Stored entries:
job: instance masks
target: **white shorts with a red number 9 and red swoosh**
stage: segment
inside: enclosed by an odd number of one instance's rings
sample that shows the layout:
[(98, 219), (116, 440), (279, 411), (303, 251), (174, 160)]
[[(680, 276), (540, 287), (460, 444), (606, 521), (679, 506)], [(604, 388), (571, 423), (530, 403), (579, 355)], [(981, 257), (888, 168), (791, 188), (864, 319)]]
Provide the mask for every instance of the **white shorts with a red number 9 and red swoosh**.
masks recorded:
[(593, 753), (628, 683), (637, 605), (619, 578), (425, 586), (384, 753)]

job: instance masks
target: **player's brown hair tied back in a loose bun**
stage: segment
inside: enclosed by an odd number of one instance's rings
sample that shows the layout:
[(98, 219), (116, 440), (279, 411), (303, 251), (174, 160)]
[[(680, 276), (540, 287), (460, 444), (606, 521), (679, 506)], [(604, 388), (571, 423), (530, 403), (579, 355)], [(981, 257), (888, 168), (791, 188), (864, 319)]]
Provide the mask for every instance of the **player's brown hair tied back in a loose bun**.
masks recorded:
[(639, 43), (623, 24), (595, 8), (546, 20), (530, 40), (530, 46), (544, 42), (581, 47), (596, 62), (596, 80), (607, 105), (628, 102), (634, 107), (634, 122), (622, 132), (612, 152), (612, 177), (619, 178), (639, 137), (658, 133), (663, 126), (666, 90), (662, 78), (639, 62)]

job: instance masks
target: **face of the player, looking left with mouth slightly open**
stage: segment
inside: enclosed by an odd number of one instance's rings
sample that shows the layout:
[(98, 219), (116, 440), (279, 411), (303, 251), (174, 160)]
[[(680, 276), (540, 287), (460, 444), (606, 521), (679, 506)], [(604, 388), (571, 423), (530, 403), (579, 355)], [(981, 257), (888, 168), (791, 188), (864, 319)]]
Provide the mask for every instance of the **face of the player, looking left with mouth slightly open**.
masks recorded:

[Exercise brief] Write only the number of lines in the entries that contain the word "player".

[Task output] 4